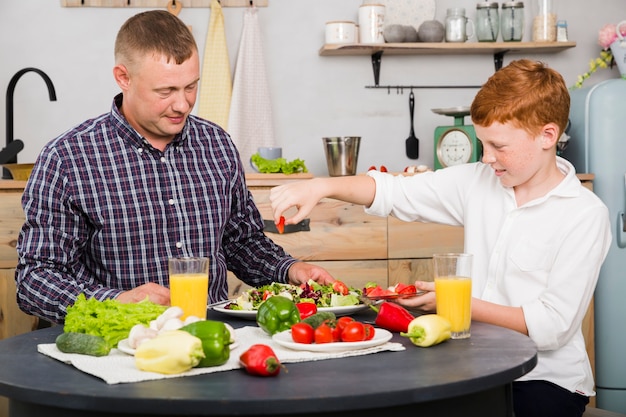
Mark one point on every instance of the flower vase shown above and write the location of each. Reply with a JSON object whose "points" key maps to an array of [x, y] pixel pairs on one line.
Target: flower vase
{"points": [[618, 49]]}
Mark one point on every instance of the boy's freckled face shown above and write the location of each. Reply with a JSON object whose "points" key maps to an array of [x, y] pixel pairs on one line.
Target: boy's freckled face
{"points": [[512, 152]]}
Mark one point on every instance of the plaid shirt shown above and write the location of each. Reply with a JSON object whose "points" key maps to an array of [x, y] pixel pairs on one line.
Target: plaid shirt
{"points": [[105, 210]]}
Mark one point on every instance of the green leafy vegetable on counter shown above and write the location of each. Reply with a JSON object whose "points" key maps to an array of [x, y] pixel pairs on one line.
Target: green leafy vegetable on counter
{"points": [[278, 166], [109, 319]]}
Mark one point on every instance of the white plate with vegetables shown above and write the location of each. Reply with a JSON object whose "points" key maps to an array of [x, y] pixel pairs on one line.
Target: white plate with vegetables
{"points": [[336, 298], [124, 346], [251, 314], [381, 336]]}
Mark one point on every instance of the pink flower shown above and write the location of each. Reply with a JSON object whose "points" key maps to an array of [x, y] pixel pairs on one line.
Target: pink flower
{"points": [[608, 35]]}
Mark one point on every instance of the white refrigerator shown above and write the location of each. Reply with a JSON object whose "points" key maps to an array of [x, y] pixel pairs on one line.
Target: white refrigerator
{"points": [[597, 145]]}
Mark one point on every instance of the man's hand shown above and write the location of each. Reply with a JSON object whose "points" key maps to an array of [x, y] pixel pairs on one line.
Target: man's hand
{"points": [[425, 302], [155, 293], [301, 272]]}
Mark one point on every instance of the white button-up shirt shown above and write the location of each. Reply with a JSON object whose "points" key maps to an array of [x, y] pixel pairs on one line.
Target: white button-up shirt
{"points": [[544, 256]]}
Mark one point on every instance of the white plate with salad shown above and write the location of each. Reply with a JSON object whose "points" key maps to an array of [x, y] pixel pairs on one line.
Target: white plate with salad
{"points": [[336, 298], [381, 336], [251, 314]]}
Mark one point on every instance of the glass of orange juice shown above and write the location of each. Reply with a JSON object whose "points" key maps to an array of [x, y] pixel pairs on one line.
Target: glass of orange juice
{"points": [[453, 290], [189, 285]]}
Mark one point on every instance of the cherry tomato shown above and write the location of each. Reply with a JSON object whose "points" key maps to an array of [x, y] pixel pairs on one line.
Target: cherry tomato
{"points": [[306, 309], [353, 332], [369, 331], [376, 291], [323, 334], [335, 331], [342, 321], [340, 288], [407, 289], [281, 225]]}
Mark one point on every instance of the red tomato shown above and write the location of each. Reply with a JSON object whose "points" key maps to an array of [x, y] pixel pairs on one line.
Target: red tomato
{"points": [[323, 334], [342, 321], [335, 331], [340, 288], [374, 291], [306, 309], [369, 331], [408, 289], [353, 332], [302, 333], [280, 226]]}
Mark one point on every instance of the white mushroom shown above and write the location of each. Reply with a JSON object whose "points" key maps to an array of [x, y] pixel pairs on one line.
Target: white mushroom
{"points": [[191, 319], [138, 334], [172, 324]]}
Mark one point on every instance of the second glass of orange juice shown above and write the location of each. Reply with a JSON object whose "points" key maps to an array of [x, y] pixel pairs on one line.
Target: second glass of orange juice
{"points": [[453, 291], [189, 285]]}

------------------------------------------------

▸ **TASK PROMPT**:
An exact copy of the listing is required, with every image removed.

▸ **RESPONSE**:
Mark one point on every instance of the flower vase shown above and write the location of each. Reply with a JSON object whose "points" key maps to an array of [x, y] pixel pairs on one line.
Target: flower vase
{"points": [[618, 49]]}
Mark one point on every instance of the boy's freckled face shown above and write the location of each. Reply with a JSON object whose "points" key maps to an array of [x, y] pixel pairs on one line.
Target: boy's freckled face
{"points": [[512, 152]]}
Mark one point on every instance of the plaid shirt shown above and write the location of each. Reply with a JSON object whose "points" key maps to an array of [x, y] pixel pairs on one line.
Target: plaid shirt
{"points": [[105, 210]]}
Mark one point on every instance of the green leafy vegetable on counter shown above and write the location of each. Reply with a JSON object whose "points" key maps to an array of [x, y] pixel pairs on one line.
Target: green leafy vegetable on counter
{"points": [[278, 166], [109, 319]]}
Mark one point on every instance of the white plate with vegetables shown above and write the location of each. Reply with a JSON object whose "points" key maps to an array of [x, y] pixel pairs on one line.
Target: white plate with vegetables
{"points": [[336, 298], [124, 346], [251, 314], [381, 336]]}
Mark one point on every instance of the pink flower shown above and write the location of each. Reply with a JSON object whose "points" key maps to an array of [x, y] pixel pairs on one line.
Target: pink flower
{"points": [[608, 35]]}
Mark one point on every instance of the white refrigerator shown above and write the location of each. Reply with a JSON object whose "points" key maps to an array of [x, y] pixel pairs on one line.
Target: white refrigerator
{"points": [[597, 145]]}
Mark one point on every instance of the man's hand shown above and write the location of each. Reply with a JSON object whose "points" key maps to an array of [x, y] pixel pairs on one line.
Target: man's hand
{"points": [[425, 302], [155, 293], [301, 272]]}
Mark one point on every instance of the white button-up shirt shown above and write the location of each. Reply with a JSON object whose "points" key maps to an array of [x, y] pixel pairs on one line.
Target: white button-up shirt
{"points": [[544, 256]]}
Mark one point on every instance of the white plate with salad shown above and write the location of each. Reply with a JSON object whose "points" key maps to an array of [x, y] pixel pairs on one line.
Target: white plate with salad
{"points": [[336, 298], [381, 336], [251, 314]]}
Mark one point on every instance of the glass of orange juice shown above and write the location of each. Reply with a JSON object whose "points" key maps to an array of [x, y] pixel pairs on one line.
Target: glass of orange juice
{"points": [[453, 290], [189, 285]]}
Mark one point on every instance of the cherry tomato shown above and write the location of each. Reply with a JSON object whose "points" key maps to an array of [x, y] pixel pairs on one line.
Target: cherry tomato
{"points": [[306, 309], [353, 332], [369, 331], [376, 291], [323, 334], [335, 331], [342, 321], [340, 288], [407, 289], [281, 225]]}
Mark one point on every instance of the red tomato shown above and write the location of each. Reply with a JSON object whose "points" key maps to an array of [x, y] pixel pairs on one line.
Target: red tomato
{"points": [[323, 334], [342, 321], [335, 331], [340, 288], [374, 291], [306, 309], [369, 331], [408, 289], [353, 332], [302, 333], [280, 226]]}
Mark one point on every instance of the white mushroom shown above and write the location of each. Reply with a JSON object whose "points" key maps to an array of [x, y] pixel pairs on one line.
Target: white mushroom
{"points": [[191, 319], [138, 334], [172, 324]]}
Mark one point on every instance of the second glass of orange juice shown above and write the location of each. Reply with a JSON object whose "points" key maps to an array of [x, y] pixel pairs on one line.
Target: second glass of orange juice
{"points": [[453, 291], [189, 285]]}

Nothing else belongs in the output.